Challenge. Return each line of the material below that contains the word "cloud".

Records from a data source.
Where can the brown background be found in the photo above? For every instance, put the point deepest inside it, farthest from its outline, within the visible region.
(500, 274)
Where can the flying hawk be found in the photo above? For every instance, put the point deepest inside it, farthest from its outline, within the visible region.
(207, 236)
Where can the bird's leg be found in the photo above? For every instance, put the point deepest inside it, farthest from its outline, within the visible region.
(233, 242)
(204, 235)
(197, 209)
==
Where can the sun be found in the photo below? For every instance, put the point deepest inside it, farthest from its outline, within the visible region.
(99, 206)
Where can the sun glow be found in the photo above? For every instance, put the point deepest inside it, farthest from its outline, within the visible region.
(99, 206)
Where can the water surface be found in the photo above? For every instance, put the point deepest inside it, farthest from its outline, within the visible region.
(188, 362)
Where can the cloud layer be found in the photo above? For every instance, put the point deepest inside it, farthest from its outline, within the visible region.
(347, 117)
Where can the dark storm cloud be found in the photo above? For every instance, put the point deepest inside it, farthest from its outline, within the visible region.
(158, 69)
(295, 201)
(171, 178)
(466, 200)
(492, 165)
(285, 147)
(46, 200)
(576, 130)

Result of this exercise.
Where can the cloud layer be found in the photo above? For every instance, put the point deepest inside it, farthest from its outline, within the visible region.
Where can the dark storm cloud be found in the photo above? For every instance, put the point deepest inside it, farthest from its outline, within the visible region.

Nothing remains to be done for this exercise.